_Text_
The holiday parties are over, the eggnog is gone, and we’re all settling into a brand new year. Many of us are looking forward to what we want to accomplish in 2011. In fact, you may have set a few New Year’s resolutions for yourself by now. Some of the most popular ones are to lose weight, get more exercise, and quit smoking – all very good goals that focus on living healthy. But too often we overlook another critical component of our overall health: our financial health.

One of the first questions you should ask yourself during a financial check-up is, “Am I saving enough for retirement?” It may seem obvious, but this question is the most important one to answer. What does your current retirement savings plan look like? And are you well-prepared to maintain your current standard of living long into retirement?

Knowing whether you’re saving enough means you must know how much you’ll need later on. A major factor that affects our retirement savings, regardless of how much you have, is inflation. According to the U.S. Department of Labor, inflation has averaged about 3% per year over the last 30 years. What does that mean for you? Well, consider that at the end of a 30 year retirement, you will need about $2.43 to purchase what $1 would cost you today. That new outfit that costs $45 today may cost $110 near the end of your retirement. The same is true for housing, food, travel and gifts – everything gets more expensive over time, so saving enough is key.

_Data lines_
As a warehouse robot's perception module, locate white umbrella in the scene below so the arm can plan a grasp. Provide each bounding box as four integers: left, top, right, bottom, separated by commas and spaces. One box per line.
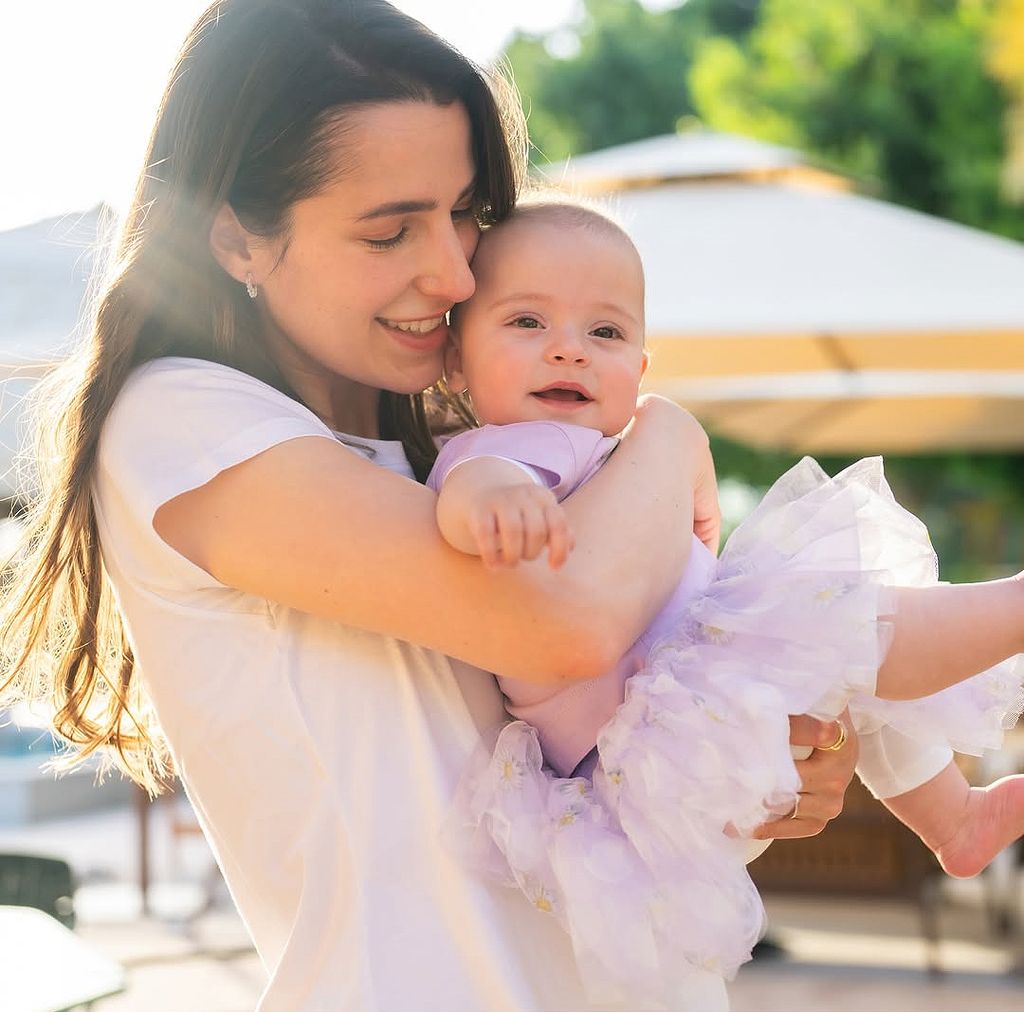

_Task list_
a: Could you copy the retirement savings article word for word, from "One of the first" to "long into retirement?"?
b: Can you write the next part of the article on saving for retirement, starting right after its final sentence?

_Replies_
a:
One of the first questions you should ask yourself during a financial check-up is, “Am I saving enough for retirement?” It may seem obvious, but this question is the most important one to answer. What does your current retirement savings plan look like? And are you well-prepared to maintain your current standard of living long into retirement?

b:
Many people follow a three-part approach to fund their retirement: state pension, Social Security and private investments or savings. Each of these is worth a brief review during your annual financial check-up.

First, ask questions about your state pension. Be sure you know:

  1. How much will I receive?
  2. When will I receive it?
  3. Can I move the money out of the pension program?

Answering these questions is critical to getting the most out of your pension. We’ve all heard horror stories about how underfunded state pensions are, so it’s important to know the condition of your own state pension plan. If possible, move your money out of the pension and into a guaranteed private retirement account. There are many such accounts that will pay you an annuity income for life, so you can rest assured of a continual stream of income. Your NEA Valuebuilder® representative can help you understand more about your state’s pension program, and what options there may be for you to move your portion.

The second retirement vehicle for many people is Social Security. According to the Department of Health and Human Services, more than 1 in 3 current retirees have virtually no other income than Social Security! Unfortunately, we can’t control how much Social Security we will receive, and benefits may not keep up with a higher inflation rate. That’s a worrisome prospect for those retirees who depend solely on Social Security. That’s why Social Security is best considered as a supplement to your retirement income, rather than as your income in its entirety.

Perhaps the most important items to review during your financial check-up are private investments. Why? Because unlike pensions and Social Security, your private investments are the only part that you can control. And the earlier you start investing, the better off you’ll be in retirement.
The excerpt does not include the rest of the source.